Top of RECORDS FOR THE EXERCISE
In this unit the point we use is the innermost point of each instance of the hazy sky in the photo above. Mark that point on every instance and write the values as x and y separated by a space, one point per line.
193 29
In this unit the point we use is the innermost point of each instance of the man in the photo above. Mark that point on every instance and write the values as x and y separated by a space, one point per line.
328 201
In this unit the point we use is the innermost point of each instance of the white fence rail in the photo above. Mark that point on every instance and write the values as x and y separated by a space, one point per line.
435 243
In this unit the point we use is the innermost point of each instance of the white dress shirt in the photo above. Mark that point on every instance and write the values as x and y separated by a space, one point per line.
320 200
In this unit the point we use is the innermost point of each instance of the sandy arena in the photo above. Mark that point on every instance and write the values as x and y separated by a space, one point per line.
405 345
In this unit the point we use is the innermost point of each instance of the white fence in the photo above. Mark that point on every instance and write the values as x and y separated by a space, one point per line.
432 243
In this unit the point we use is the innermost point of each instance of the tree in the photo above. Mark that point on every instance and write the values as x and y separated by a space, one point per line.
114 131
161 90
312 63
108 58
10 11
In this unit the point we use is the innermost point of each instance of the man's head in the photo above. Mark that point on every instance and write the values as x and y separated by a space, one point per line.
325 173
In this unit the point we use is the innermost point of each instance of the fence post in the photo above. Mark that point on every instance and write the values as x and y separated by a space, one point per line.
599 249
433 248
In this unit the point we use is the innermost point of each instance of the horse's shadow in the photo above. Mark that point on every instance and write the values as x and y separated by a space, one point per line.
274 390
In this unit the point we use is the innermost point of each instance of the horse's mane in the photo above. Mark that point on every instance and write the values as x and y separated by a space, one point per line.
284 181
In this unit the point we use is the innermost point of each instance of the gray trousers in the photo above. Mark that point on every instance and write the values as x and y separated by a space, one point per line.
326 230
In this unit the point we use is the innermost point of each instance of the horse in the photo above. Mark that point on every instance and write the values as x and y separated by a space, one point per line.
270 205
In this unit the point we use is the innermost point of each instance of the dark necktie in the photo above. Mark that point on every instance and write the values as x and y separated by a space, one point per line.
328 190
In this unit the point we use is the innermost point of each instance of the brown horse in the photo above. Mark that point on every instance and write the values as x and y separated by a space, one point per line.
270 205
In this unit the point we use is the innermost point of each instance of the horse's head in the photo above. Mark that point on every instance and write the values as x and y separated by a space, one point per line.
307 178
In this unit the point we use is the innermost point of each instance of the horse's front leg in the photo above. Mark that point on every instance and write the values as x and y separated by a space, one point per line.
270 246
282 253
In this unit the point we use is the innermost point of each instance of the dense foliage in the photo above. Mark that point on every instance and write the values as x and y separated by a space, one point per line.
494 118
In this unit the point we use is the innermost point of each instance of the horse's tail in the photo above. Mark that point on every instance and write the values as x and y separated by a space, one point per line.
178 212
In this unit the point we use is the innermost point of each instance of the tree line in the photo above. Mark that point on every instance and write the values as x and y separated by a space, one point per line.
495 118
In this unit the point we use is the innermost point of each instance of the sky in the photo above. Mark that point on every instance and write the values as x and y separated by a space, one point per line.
Bottom of RECORDS FOR THE EXERCISE
> **WHAT NEEDS TO BE DONE**:
Would you set down all the lines above, exactly and in full?

> **ANSWER SPACE**:
In this unit the point we use is the innermost point of each instance of the hazy sky in the photo above. Mark that point on every instance and write the values as x and y separated by a space, one point per line.
193 29
In this unit the point we use is the innermost point of each instance of the man in the photo above. Mark that point on every instance and write the values as x and y separated by a space, one point per line.
328 201
In this unit the point we use is the innermost point of each instance of the white fence rail in the photo above. Mark that point on every instance and write the values as x and y separated by a space, one point per line.
435 243
In this unit the point we use is the innermost point of each instance of the white dress shirt in the photo above. Mark that point on every instance and write the values as x and y separated by a space, one point per line.
320 200
In this unit the point we use is the innermost point of each instance of the sandy arena in the photo above. Mark that point on every instance and write the values as x and y separated by a space, one point per line.
405 345
In this unit the point we use is the innermost point of each instance of the white fence in the photo above. Mark that point on every instance and write the values as x and y separated by a space, one point per line.
432 243
In this unit the point we use is the innermost point of each instance of the tree in the photo above. Mark that point on every instance and write the values as x and y separated by a space, one point per line.
114 131
161 90
312 63
108 58
10 11
In this unit the point we use is the innermost point of each instance of the man's head in the photo above. Mark that point on every instance and write the values as x and y separated by a space, one point per line.
325 173
In this unit the point we use is the innermost point of each instance of the fence post in the photo above. Mark that point on every instance and write the values as x and y separated by a space, one point per line.
599 249
433 248
In this unit the point we use is the innermost point of each instance of the horse's shadow in the photo above. Mark that point on every instance and write the values as x and y separated by a space, one point per line.
274 390
In this unit the point we use is the innermost point of each instance of the horse's mane in the photo above. Mark that point on every instance and write the values as x and y separated by a space, one point per line.
284 181
In this unit the point we use is the innermost point of each instance of the gray trousers in the photo above. Mark that point on every instance and write the values as x and y separated by a space, one point per line.
326 230
In this unit the point we use is the innermost point of each instance of the horse in the photo above. Mark that point on every instance and write the values as x and y separated by a space, one point per line.
270 205
In this unit the point we use is the innermost point of each instance of the dark necktie in the photo above. Mark that point on every instance and write the values as x and y separated by a space, one point per line.
328 190
In this unit the point we use is the innermost point of each instance of the brown horse in the photo above. Mark that point on every instance and write the values as x and y separated by a space, one point per line.
270 205
In this unit the point we use is the innermost point of each instance of the horse's head in the photo above. Mark that point on every instance and write the values as x and y separated by a space, one point per line.
307 178
In this unit the point we use is the innermost point of each instance of the horse's front leg in the photo above. Mark that point on every instance and write the values as x and y separated by a space, one point per line.
270 246
282 253
In this unit the point we use is the innermost point of each instance of the dense foliage in the photo above. Mark that point on every instance and write the values as x and y separated by a space, one point per line.
494 118
In this unit the point we use is the innermost point of each instance of the horse's tail in the photo above. Mark that point on every instance and write the values as x and y separated by a space, one point per line.
178 212
In this unit the point we use is the innermost point of each instance of the tree line in the photo above. Mark that point on every instance and write the values as x and y separated by a space, one point per line.
495 118
In this unit the point we use is the innermost point of each instance of the sky in the photo above. Mark that point on every instance and write the values as x and y separated by a space, one point per line.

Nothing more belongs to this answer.